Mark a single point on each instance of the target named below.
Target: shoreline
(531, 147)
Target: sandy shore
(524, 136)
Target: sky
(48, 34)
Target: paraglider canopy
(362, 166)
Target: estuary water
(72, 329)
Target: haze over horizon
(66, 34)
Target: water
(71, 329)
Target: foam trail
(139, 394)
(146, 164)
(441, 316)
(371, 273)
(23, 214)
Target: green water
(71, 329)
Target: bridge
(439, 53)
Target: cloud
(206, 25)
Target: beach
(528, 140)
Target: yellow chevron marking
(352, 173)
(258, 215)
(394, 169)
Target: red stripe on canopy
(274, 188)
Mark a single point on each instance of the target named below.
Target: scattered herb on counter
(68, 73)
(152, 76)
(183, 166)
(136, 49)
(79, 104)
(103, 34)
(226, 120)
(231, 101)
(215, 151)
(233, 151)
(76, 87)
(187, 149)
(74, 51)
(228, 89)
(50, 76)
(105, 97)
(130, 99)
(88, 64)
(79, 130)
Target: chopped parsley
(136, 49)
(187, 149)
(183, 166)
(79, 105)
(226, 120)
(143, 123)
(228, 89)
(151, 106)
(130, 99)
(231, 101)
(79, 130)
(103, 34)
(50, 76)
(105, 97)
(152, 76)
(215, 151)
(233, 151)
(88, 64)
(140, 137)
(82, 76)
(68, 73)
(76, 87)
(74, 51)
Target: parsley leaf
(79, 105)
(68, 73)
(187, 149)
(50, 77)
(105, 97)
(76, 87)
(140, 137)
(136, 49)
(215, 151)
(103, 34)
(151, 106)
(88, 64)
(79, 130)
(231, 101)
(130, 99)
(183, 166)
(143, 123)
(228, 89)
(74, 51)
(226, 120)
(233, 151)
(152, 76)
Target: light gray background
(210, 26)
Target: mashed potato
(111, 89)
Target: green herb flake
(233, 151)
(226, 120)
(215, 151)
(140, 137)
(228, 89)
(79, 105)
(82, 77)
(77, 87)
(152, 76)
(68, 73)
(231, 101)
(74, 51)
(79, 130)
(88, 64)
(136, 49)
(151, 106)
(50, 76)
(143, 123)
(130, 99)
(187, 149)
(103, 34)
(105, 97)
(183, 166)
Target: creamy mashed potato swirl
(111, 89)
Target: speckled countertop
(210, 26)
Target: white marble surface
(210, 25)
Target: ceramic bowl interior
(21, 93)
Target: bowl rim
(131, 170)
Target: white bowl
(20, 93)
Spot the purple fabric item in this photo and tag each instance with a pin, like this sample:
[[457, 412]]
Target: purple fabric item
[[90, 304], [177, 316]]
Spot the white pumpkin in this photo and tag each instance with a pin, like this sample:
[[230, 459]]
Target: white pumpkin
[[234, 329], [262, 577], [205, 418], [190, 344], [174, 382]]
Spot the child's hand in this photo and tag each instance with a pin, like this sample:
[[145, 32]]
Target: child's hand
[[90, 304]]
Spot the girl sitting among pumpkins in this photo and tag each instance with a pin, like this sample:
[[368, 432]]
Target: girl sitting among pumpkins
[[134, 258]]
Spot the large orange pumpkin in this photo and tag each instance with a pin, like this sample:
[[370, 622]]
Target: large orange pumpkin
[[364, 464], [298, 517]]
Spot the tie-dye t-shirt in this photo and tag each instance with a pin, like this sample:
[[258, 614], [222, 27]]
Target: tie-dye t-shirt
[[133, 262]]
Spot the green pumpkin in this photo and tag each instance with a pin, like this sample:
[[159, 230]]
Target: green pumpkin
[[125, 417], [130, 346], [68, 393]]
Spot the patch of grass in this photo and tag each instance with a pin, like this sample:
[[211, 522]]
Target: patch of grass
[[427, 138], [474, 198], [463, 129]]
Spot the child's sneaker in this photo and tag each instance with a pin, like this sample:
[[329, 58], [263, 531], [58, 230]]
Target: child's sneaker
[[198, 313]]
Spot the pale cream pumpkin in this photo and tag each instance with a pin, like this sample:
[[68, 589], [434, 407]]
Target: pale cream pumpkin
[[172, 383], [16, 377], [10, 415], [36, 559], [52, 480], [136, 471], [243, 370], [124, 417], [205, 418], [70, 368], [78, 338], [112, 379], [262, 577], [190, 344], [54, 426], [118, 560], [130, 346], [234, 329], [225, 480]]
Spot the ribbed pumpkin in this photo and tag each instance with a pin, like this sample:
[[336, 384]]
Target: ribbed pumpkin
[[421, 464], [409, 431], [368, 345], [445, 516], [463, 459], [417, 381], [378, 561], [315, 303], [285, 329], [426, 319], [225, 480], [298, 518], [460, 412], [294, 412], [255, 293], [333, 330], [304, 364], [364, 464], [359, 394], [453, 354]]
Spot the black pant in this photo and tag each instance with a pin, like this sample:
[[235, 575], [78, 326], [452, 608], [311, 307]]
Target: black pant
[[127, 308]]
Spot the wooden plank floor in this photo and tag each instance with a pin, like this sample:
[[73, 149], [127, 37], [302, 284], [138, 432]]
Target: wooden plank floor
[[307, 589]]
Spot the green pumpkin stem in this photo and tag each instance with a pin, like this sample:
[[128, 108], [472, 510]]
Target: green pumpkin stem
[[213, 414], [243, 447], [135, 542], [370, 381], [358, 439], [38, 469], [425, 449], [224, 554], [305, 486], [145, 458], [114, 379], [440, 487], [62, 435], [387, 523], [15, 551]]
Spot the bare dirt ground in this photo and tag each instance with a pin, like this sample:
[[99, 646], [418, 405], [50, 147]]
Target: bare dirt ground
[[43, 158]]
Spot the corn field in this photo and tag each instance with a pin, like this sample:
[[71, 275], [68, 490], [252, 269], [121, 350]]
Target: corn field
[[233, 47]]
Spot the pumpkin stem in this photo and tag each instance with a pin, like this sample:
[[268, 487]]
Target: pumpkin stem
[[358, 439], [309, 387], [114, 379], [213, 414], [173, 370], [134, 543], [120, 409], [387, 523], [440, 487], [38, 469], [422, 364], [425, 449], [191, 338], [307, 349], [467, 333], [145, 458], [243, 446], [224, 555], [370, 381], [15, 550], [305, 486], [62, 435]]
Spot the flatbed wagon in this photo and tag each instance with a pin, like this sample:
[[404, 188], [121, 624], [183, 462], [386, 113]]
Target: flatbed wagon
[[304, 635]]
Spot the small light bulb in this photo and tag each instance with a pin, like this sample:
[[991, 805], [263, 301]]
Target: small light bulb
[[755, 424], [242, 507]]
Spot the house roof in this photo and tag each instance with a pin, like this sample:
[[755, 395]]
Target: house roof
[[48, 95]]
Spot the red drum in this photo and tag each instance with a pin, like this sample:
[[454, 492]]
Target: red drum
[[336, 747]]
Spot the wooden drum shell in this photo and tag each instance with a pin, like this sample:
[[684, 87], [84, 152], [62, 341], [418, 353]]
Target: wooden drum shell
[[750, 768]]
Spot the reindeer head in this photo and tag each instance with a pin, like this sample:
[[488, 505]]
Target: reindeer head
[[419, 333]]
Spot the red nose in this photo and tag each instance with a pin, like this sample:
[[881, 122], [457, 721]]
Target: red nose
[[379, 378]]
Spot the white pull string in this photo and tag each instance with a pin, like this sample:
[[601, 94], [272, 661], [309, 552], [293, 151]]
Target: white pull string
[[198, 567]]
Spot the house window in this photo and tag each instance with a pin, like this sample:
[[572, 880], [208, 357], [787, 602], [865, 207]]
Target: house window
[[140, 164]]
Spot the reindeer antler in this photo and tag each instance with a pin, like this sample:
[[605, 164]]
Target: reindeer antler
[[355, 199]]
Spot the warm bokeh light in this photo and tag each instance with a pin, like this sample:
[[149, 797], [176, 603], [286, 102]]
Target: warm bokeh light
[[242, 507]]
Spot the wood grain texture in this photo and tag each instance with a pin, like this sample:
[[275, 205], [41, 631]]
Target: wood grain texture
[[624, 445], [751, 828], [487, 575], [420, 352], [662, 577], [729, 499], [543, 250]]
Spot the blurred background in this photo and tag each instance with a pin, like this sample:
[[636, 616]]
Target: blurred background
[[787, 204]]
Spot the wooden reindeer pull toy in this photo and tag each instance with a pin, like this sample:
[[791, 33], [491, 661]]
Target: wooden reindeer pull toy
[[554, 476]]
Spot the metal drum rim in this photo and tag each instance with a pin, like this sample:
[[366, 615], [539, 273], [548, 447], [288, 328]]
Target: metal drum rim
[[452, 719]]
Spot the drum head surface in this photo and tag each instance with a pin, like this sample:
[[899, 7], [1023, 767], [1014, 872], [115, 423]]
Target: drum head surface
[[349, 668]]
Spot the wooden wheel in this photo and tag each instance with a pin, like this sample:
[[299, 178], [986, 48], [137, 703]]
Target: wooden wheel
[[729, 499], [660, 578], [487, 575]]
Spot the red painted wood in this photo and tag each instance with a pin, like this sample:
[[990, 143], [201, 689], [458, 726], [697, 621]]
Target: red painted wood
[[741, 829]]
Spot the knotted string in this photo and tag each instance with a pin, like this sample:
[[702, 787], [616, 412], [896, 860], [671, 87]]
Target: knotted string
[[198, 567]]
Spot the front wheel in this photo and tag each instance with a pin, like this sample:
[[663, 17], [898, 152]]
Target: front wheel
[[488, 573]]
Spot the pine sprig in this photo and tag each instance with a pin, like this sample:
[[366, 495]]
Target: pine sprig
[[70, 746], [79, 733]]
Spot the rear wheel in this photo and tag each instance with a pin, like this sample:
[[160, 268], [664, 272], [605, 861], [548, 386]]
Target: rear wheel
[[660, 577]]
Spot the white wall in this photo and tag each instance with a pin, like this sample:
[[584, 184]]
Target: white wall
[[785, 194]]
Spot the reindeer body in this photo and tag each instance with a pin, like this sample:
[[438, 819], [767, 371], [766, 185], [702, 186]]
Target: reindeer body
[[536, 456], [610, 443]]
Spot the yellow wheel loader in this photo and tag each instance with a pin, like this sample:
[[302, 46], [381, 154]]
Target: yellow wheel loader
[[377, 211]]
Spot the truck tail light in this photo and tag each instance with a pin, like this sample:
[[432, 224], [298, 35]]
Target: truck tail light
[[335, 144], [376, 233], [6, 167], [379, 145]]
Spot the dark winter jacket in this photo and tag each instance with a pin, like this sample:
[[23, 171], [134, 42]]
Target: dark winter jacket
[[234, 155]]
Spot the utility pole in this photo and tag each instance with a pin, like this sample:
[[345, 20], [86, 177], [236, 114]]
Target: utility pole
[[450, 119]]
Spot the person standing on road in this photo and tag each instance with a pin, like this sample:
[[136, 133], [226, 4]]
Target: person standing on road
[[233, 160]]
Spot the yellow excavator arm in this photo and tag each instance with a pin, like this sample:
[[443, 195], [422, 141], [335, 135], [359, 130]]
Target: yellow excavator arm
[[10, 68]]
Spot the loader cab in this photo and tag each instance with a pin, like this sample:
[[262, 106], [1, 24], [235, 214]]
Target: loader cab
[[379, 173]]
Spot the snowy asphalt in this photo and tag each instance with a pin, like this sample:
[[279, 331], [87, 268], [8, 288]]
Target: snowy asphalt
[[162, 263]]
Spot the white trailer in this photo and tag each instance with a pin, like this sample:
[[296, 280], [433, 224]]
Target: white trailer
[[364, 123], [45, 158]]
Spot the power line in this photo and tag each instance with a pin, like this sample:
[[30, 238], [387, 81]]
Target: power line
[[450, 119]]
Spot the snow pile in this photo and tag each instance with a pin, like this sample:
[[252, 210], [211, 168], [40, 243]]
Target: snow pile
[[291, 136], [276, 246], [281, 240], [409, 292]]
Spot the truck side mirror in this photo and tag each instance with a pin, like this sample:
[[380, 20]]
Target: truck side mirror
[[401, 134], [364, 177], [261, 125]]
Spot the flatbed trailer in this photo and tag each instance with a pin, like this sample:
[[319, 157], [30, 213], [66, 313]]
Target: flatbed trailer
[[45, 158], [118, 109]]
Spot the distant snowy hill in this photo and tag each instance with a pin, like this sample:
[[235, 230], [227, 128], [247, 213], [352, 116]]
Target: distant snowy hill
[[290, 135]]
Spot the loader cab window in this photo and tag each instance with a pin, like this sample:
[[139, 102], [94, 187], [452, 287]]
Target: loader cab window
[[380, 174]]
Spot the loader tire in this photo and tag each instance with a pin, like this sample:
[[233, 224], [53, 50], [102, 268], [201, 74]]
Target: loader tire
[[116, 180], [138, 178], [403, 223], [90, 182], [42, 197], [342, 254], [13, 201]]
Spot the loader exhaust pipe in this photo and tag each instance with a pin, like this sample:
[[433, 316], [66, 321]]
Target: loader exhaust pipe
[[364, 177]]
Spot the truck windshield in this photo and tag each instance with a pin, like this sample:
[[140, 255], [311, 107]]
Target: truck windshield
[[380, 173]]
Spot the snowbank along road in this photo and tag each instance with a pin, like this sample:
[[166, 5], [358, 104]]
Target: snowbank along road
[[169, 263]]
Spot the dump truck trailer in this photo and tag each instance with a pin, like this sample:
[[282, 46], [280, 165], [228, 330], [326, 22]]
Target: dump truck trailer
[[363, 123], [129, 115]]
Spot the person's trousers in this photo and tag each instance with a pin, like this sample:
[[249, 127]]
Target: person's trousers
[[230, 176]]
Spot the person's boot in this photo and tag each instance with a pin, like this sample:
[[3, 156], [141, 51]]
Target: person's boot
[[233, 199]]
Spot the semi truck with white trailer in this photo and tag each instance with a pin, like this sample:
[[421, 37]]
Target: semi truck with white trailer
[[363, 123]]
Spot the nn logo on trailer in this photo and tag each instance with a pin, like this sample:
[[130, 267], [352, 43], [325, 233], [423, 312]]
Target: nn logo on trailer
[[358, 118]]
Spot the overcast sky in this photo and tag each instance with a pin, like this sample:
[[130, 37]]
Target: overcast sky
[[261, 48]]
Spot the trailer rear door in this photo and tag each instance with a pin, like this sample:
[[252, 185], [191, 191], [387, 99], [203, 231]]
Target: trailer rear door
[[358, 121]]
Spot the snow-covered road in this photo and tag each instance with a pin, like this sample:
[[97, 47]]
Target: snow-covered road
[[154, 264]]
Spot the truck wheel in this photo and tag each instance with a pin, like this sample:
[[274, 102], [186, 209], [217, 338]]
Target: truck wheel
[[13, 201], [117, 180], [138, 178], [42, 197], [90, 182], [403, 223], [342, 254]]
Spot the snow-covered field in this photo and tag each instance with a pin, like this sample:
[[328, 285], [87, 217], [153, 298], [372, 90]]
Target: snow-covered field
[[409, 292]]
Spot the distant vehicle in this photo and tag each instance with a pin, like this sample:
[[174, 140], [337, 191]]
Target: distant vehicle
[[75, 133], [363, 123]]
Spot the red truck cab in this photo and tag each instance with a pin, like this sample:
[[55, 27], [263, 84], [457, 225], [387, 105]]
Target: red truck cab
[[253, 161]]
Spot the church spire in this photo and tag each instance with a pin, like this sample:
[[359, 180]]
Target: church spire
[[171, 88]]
######
DIRECTIVE: Rename "pin" to "marker" in the part that opens with the line containing "Spot the truck windshield" and closes with the line containing "[[358, 118]]". Give those lines again with nothing else changed.

CORRECT OUTPUT:
Spot the truck windshield in this photo and tag each instance with a marker, like this sample:
[[140, 255], [311, 107]]
Target: truck windshield
[[380, 173]]
Spot the snowbank along road in this photo and tag each instance with a marker, like this sample:
[[166, 5], [358, 104]]
Target: snowbank along road
[[169, 263]]
Spot the dump truck trailer in this photo and tag each instance with a marker, like this sample:
[[282, 46], [280, 165], [228, 330], [326, 22]]
Target: dump truck trailer
[[363, 123], [129, 115]]
Spot the person's trousers in this photo and tag each instance with a marker, like this sample:
[[249, 127]]
Target: person's trousers
[[230, 176]]
Spot the person's boot in this photo and tag each instance with a marker, like this sample:
[[3, 156], [141, 51]]
Target: person's boot
[[233, 199]]
Spot the semi truck with white trailer in this photo and tag each instance with a marker, like this sample:
[[421, 37]]
Target: semi truck with white trailer
[[363, 123]]
Spot the nn logo on trailer in this photo and tag each instance with a marker, like this sample:
[[130, 267], [352, 43], [325, 233], [423, 312]]
Target: nn logo on trailer
[[358, 118]]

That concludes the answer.